Text extract:
········
# Solved: Wireless Limited or no connectivity Connectivity



## Unleasher246 (Jul 14, 2011)

Hey, i have a windows 7 laptop that ive just recently purchased. The wireless Connectivity was working fine last week, now suddenly it just wont work. I believe that its due to a program i recently installed that goes by the name of Connectify. I have uninstalled it yet still whenever i try connecting to any router wirelessly, the PC displays limited or no connectivity. On the other hand When i connect my laptop to a router via an Ethernet cable everything is fine. In case you are wondering, im currently using a 3g usb wireless stick to surf the internet, but i dont want to use it as i already have a router to use. Here are all my info:

Microsoft Windows [Version 6.1.7601]
Copyright (c) 2009 Microsoft Corporation. All rights reserved.
········
Record extracts:
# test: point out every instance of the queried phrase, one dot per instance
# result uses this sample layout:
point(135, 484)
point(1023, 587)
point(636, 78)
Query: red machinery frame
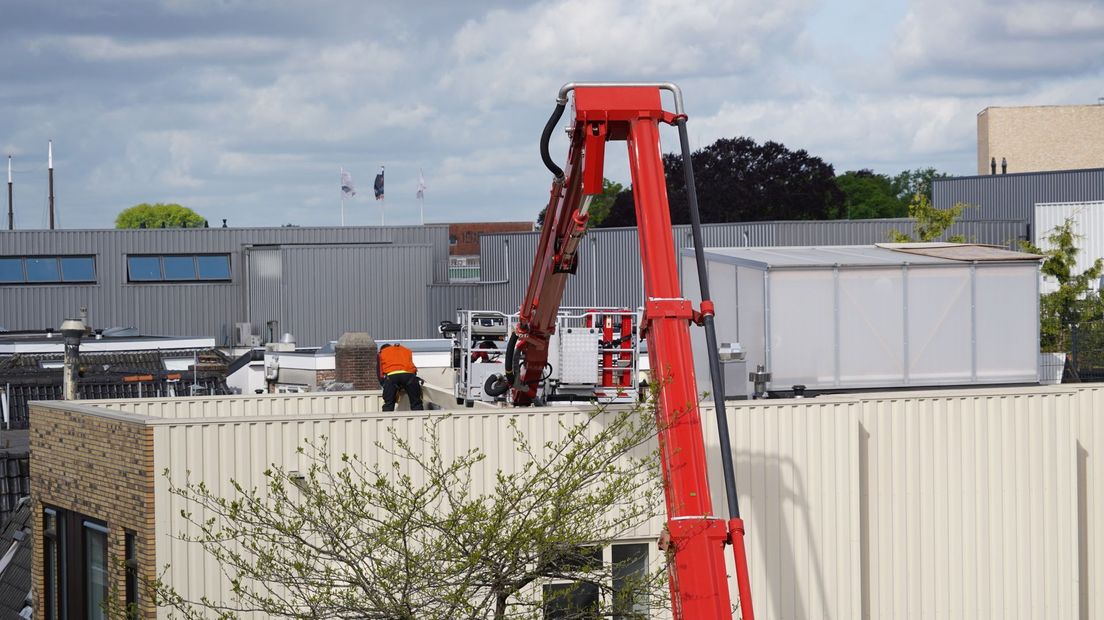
point(633, 113)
········
Directions:
**1)** In the wireless connectivity post, which recently installed program does the poster blame for the problem?
**2)** List every way of connecting to the internet or a router that the wireless connectivity post mentions.
The items have no connection to the wireless connectivity post.

Answers provided:
**1)** Connectify

**2)**
- Wirelessly to a router
- To a router via an Ethernet cable
- A 3G USB wireless stick